=== Dataset entries ===

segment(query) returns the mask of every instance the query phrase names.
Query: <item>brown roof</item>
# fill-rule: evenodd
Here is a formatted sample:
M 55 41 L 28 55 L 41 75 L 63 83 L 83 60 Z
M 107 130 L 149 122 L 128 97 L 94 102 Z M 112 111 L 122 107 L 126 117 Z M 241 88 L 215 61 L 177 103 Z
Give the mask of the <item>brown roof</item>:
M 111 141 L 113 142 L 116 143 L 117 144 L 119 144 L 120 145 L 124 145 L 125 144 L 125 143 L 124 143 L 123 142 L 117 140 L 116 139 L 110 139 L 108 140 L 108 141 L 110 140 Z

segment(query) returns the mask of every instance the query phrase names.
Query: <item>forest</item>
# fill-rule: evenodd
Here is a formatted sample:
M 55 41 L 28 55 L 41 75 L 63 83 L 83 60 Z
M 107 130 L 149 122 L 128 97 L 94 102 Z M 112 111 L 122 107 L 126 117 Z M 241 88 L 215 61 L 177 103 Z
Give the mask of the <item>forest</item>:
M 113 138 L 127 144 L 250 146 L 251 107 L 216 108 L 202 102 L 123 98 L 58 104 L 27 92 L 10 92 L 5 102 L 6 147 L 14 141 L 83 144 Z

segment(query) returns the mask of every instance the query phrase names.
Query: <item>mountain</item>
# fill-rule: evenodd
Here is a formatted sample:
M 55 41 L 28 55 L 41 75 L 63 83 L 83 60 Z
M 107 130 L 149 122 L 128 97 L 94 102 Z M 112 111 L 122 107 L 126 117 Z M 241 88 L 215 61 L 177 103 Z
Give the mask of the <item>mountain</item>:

===

__What you need to do__: Please give every line of the records above as a JSON list of strings, one string per line, leaving out blank lines.

__Solution for this exercise__:
[
  "segment(query) returns the mask of every instance the query phrase names.",
  "Query: <item>brown roof</item>",
  "# fill-rule: evenodd",
  "Here is a formatted sample:",
  "M 55 41 L 28 55 L 41 75 L 63 83 L 83 60 Z",
  "M 107 130 L 149 122 L 128 97 L 94 102 Z M 112 111 L 122 107 L 126 117 Z M 241 88 L 215 61 L 177 103 Z",
  "Give the mask of the <item>brown roof</item>:",
  "M 111 141 L 113 142 L 116 143 L 117 144 L 119 144 L 120 145 L 124 145 L 125 144 L 125 143 L 124 143 L 123 142 L 117 140 L 116 139 L 110 139 L 108 140 L 108 141 L 110 140 Z",
  "segment(query) returns the mask of every instance the query phrase names.",
  "Query: <item>forest</item>",
  "# fill-rule: evenodd",
  "Here is a formatted sample:",
  "M 55 41 L 28 55 L 41 75 L 63 83 L 83 60 Z",
  "M 107 130 L 149 122 L 128 97 L 94 102 Z M 112 111 L 122 107 L 126 117 Z M 241 88 L 215 61 L 177 103 Z",
  "Give the mask of the <item>forest</item>:",
  "M 113 138 L 127 144 L 250 146 L 251 107 L 216 108 L 202 102 L 123 98 L 58 104 L 27 92 L 10 92 L 5 102 L 6 147 L 14 141 L 83 144 Z",
  "segment(query) returns the mask of every instance the query phrase names.",
  "Query: <item>mountain</item>",
  "# fill-rule: evenodd",
  "Here is a formatted sample:",
  "M 55 41 L 28 55 L 41 75 L 63 83 L 83 60 Z",
  "M 107 130 L 149 122 L 128 97 L 94 102 Z M 112 111 L 122 107 L 126 117 Z M 241 88 L 215 61 L 177 103 Z",
  "Give the mask of the <item>mountain</item>:"
]